• [Aim of the exercise]:
Can you copy the "I AM" list from "I LISTEN TO" up to and including "ALWAYS - love.", renaming "heart-song" to "soul-song"?

• [Passage given]:
##########

I AM - an Artist-Writer-Thinker-Human.
I WILL - create change.
I WON'T - be broken.
I DON'T - have the answers.
I THINK - therefore I could Be.
I SHOULD - therefore I won't. (Don't do it because you "should"... do it because you want to.)
I COULD - because I "know"
I WOULD - but it is easier to come up with excuses for why I "can't".
I LOOK - for the beautiful... and find it in "unexpected" places.
I HEAR - everything.
I HURT - but others can't/don't/won't see it.
I LOVE - being.
I HATE - that I have felt hatred.
I FEAR - not being able to Dream.
I HOPE TO - experience.
I CRAVE - passion.
I NEED - rejuvenation.
I FEEL - as if I've been in a vacuum-sealed pouch... but still able to see the outside.
I REGRET - allowing myself to feel that way.
I CARE - far more than you think I do.
I AM ALWAYS TRYING TO - create the mask which hides how I care/feel/hurt/etc.
I LISTEN TO - the music within... and do my best to free it.
I HIDE - under my mask-blanket... on the floor... in the dark... with only my thoughts.
I SING - my heart-song.
I WRITE - to free myself of my thoughts.
I PLAY - to live.
I MISS - the creative drive I once had.
I LEARN - in order to explore all possible paths... to re-evaluate my route... double-check my bearings... and make sure that the journey I take is the proper one for me - now.
I'LL ALWAYS - love.
I WILL BE - faithful.
I SAY - many things I shouldn't... many things I do not mean...
I DON'T THINK - just to annoy you.

##########

Collected data:
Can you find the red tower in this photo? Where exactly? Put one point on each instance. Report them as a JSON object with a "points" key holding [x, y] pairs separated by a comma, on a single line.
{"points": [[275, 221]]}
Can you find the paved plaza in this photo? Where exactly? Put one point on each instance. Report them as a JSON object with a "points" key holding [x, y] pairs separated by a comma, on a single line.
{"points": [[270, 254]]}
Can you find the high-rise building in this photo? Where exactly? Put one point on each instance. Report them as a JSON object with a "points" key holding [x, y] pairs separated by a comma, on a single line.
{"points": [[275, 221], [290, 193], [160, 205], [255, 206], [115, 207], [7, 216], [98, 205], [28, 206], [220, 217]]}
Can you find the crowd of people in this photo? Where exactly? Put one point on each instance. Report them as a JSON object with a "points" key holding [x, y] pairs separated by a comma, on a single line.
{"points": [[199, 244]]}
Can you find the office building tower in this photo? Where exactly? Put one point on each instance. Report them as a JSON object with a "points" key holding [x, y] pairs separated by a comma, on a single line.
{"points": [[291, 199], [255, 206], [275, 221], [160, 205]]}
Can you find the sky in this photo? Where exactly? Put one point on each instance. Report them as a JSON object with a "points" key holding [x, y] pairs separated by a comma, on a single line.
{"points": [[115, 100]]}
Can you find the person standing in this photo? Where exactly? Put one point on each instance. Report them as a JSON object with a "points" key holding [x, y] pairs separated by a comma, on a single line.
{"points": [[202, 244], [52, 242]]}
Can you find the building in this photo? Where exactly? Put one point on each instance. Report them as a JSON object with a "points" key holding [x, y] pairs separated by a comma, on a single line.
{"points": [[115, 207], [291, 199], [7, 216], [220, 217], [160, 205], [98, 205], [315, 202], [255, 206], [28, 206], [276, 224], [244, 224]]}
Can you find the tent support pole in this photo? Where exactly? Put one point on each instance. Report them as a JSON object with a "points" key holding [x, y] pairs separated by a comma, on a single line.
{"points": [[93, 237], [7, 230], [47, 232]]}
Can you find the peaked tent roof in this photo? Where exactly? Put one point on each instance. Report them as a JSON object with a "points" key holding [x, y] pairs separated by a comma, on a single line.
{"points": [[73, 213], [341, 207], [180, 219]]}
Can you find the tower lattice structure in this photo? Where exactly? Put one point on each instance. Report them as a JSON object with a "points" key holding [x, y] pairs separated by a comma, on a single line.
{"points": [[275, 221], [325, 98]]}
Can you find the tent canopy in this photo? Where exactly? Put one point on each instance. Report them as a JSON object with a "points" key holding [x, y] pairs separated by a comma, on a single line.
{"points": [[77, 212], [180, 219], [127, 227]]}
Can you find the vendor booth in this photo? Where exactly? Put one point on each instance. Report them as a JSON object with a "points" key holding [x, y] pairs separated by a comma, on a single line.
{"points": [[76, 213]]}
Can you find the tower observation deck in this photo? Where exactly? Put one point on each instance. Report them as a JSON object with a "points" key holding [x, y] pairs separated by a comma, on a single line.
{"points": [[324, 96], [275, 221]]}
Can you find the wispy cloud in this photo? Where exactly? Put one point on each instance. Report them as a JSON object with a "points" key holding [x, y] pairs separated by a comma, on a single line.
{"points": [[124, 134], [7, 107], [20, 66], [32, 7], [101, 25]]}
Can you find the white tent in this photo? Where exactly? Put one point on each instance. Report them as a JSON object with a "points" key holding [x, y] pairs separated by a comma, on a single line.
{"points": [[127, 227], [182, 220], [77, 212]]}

##########

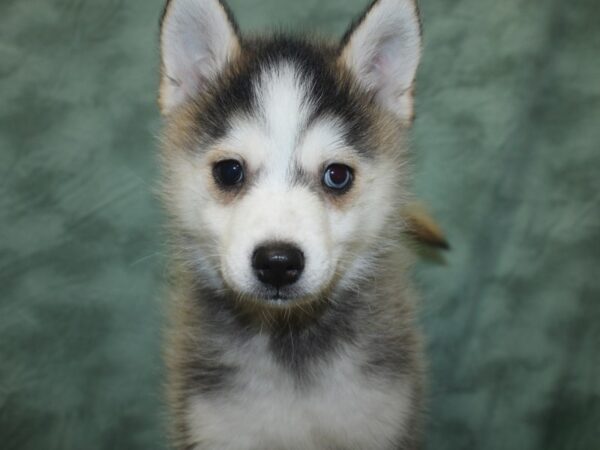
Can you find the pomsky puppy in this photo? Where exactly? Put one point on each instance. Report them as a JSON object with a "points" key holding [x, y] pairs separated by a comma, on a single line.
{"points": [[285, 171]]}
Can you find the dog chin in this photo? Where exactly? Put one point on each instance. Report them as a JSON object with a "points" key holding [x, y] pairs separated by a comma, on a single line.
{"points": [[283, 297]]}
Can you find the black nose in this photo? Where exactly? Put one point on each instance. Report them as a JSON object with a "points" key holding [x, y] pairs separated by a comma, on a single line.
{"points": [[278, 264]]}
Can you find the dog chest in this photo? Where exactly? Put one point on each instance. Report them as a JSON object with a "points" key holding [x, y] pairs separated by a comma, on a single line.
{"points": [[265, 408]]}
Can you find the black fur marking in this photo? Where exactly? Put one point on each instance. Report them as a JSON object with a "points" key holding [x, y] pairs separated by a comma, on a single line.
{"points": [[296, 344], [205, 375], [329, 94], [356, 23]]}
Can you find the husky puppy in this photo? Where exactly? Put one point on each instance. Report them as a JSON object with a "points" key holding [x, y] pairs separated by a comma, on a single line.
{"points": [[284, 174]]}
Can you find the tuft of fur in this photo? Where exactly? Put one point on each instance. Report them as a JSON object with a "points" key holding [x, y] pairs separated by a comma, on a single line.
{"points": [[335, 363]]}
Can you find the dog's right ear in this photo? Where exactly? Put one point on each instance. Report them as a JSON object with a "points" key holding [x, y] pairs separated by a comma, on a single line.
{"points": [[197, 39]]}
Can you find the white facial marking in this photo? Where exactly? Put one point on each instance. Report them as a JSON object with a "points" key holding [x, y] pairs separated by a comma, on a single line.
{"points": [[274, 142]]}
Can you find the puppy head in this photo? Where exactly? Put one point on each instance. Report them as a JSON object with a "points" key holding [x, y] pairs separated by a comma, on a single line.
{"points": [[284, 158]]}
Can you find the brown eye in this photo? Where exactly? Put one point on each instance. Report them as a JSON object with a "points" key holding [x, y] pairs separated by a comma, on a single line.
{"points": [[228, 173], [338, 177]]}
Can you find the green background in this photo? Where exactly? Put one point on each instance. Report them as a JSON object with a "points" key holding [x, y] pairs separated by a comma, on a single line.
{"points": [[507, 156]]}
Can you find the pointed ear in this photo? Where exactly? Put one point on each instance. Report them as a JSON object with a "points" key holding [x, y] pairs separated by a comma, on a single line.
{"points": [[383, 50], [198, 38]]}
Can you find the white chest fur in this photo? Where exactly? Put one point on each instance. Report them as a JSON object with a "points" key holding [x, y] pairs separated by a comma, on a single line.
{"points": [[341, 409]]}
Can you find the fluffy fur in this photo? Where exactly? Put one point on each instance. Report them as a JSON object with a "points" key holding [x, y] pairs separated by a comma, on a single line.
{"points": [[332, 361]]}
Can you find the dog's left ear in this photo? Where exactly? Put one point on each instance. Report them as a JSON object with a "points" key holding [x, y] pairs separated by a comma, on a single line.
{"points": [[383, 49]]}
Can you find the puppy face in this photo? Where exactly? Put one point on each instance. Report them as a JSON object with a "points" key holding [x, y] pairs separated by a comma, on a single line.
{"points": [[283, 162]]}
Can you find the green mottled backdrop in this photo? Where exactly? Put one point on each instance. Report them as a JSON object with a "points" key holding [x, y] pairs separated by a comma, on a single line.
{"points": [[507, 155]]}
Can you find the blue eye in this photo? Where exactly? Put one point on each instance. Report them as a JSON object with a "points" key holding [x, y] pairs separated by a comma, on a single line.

##########

• [Answer to the problem]:
I LISTEN TO - the music within... and do my best to free it.
I HIDE - under my mask-blanket... on the floor... in the dark... with only my thoughts.
I SING - my soul-song.
I WRITE - to free myself of my thoughts.
I PLAY - to live.
I MISS - the creative drive I once had.
I LEARN - in order to explore all possible paths... to re-evaluate my route... double-check my bearings... and make sure that the journey I take is the proper one for me - now.
I'LL ALWAYS - love.